begin

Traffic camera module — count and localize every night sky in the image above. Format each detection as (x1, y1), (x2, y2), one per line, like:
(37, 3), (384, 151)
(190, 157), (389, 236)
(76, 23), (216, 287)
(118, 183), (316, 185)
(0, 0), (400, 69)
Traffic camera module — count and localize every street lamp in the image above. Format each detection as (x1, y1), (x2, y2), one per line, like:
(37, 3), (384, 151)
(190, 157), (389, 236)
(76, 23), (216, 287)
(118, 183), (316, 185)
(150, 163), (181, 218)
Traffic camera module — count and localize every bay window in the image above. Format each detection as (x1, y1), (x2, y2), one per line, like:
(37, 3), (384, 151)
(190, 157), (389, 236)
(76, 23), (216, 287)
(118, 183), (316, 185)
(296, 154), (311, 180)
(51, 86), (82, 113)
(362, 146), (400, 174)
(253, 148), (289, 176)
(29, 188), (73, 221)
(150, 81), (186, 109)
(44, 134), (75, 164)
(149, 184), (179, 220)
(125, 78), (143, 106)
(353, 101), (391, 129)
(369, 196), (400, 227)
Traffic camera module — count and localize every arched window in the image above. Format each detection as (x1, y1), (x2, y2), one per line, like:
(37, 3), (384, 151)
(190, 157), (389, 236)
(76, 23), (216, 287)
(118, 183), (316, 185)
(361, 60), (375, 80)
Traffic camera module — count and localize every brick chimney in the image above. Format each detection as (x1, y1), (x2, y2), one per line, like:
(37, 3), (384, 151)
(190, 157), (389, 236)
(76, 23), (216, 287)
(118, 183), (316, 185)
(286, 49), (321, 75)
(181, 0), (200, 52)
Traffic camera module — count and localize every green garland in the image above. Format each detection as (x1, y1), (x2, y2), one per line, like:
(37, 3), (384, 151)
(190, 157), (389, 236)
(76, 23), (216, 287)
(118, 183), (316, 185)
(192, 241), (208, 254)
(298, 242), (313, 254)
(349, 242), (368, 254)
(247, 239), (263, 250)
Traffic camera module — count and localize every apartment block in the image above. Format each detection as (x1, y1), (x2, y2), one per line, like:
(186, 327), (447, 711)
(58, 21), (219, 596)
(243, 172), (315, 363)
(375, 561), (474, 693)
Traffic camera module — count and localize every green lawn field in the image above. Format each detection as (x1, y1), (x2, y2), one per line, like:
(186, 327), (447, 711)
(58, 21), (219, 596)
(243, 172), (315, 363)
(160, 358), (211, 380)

end

== WRITTEN EXERCISE ==
Reproduce every one of the entries above word for word, keeping each line as it appears.

== TASK ANSWER ==
Traffic camera module — count and localize every night sky in the image above. Format each detection as (x1, y1), (x2, y2), one per line, like:
(37, 3), (384, 151)
(190, 157), (389, 236)
(76, 23), (216, 287)
(118, 183), (316, 185)
(0, 0), (400, 69)
Traffic camera module — count and localize every street lamp in the image above. Format each detection as (x1, y1), (x2, y2), one per line, like:
(37, 3), (384, 151)
(190, 157), (389, 236)
(76, 23), (216, 287)
(118, 183), (316, 185)
(150, 163), (181, 218)
Traffic camera module — count and localize every bay window in the image above. Format each detection as (x1, y1), (x2, y2), one per line, like:
(37, 3), (384, 151)
(190, 157), (389, 236)
(76, 23), (216, 287)
(118, 183), (316, 185)
(296, 154), (311, 180)
(51, 86), (82, 113)
(362, 146), (400, 174)
(253, 148), (289, 176)
(29, 188), (73, 221)
(150, 81), (186, 109)
(44, 134), (75, 164)
(149, 184), (179, 220)
(125, 78), (143, 106)
(353, 101), (391, 129)
(369, 196), (400, 227)
Traffic camera module — count and localize every arched window in the image above. Format each detection as (x1, y1), (x2, y2), one per line, like:
(37, 3), (384, 151)
(190, 157), (389, 236)
(76, 23), (216, 287)
(118, 183), (316, 185)
(361, 60), (375, 80)
Traffic camera module — count and localize every brick chimney in the image above. Format each detection as (x1, y1), (x2, y2), one per line, like:
(37, 3), (384, 151)
(190, 157), (389, 236)
(76, 23), (216, 287)
(118, 183), (316, 185)
(286, 49), (321, 75)
(181, 0), (200, 52)
Traffic camera module — count and localize every green garland in the image above. Format each detection as (x1, y1), (x2, y2), one per line, like:
(37, 3), (384, 151)
(190, 157), (389, 236)
(76, 23), (216, 287)
(118, 183), (316, 185)
(192, 241), (208, 254)
(298, 242), (313, 254)
(349, 242), (368, 254)
(247, 239), (263, 250)
Traffic camera module — count and localize every apartment block in the image above. Format each detection as (x1, y1), (x2, y2), one per line, like:
(186, 327), (447, 711)
(58, 21), (219, 596)
(243, 172), (315, 363)
(375, 561), (474, 693)
Traffic camera module — count and localize every green lawn field in the image above. Format each detection as (x1, y1), (x2, y2), one per line, like:
(186, 327), (447, 711)
(58, 21), (219, 596)
(243, 172), (315, 363)
(160, 358), (211, 380)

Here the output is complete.